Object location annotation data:
==========
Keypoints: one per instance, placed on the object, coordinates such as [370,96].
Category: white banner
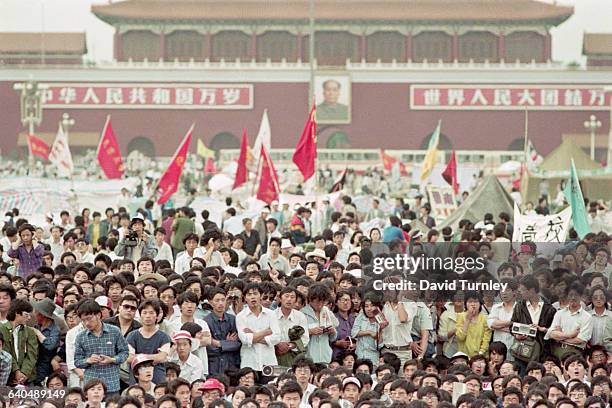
[442,201]
[37,196]
[540,228]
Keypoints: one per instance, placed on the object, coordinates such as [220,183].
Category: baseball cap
[181,334]
[137,217]
[286,243]
[213,384]
[351,380]
[104,301]
[140,358]
[460,354]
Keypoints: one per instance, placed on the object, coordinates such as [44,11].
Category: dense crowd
[135,310]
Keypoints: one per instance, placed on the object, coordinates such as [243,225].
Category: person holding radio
[136,243]
[396,330]
[367,329]
[533,310]
[322,323]
[473,334]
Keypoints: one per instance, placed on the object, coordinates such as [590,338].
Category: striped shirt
[110,343]
[29,261]
[6,362]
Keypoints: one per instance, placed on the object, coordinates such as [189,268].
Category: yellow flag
[431,157]
[205,151]
[250,156]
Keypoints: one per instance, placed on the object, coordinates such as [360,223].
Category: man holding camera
[135,243]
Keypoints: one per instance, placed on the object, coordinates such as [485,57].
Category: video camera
[524,329]
[131,238]
[274,371]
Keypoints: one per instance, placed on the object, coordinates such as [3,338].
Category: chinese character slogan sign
[148,96]
[539,228]
[442,201]
[508,97]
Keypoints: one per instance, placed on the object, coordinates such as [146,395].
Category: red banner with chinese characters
[38,147]
[109,155]
[508,97]
[147,96]
[168,183]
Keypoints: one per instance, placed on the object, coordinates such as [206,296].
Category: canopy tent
[555,168]
[488,197]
==========
YOUR TASK
Without the pictures, restate all the entries above exactly.

RESULT
Keypoints: one per instance, placed on the object, coordinates such as [370,96].
Category: white banner
[442,201]
[37,196]
[540,228]
Keypoints: one per instance, placed on the object, coordinates such as [220,183].
Category: baseball cap
[181,334]
[137,217]
[286,243]
[213,384]
[351,380]
[104,301]
[140,358]
[460,354]
Keypoints: one per instance, placed on the object, coordinates such as [44,11].
Category: dense crowd
[135,310]
Keypoints: one per instance, placed on the object, coordinates such as [243,225].
Category: person holding radio
[136,243]
[396,330]
[367,329]
[533,310]
[322,323]
[473,334]
Keypoints: one per instance, placed on the object, coordinates such as [590,338].
Category: striped shirt
[110,343]
[29,261]
[6,362]
Keypoints: one per instance, placed on the object, coordinates such as [189,268].
Category: yellow flag
[431,157]
[205,151]
[250,156]
Keypoints: one per instance, placed on the object, coordinates such as [360,223].
Category: man holding camera
[135,243]
Keypoints: one per instance, placed on the object, coordinates such as [485,57].
Category: video camera
[524,329]
[131,238]
[274,371]
Keypoints: one per instance, placed on the object, coordinates such as [3,338].
Category: chinese character slogan sign
[148,96]
[539,228]
[442,201]
[508,97]
Keypoints: one per instance, placed on the object, coordinates such as [146,395].
Category: red banner with chinese characters
[38,147]
[109,155]
[508,97]
[147,96]
[168,183]
Keypoints: one per instance, placed on the object, coordinates such as [206,296].
Category: canopy tent
[555,168]
[488,197]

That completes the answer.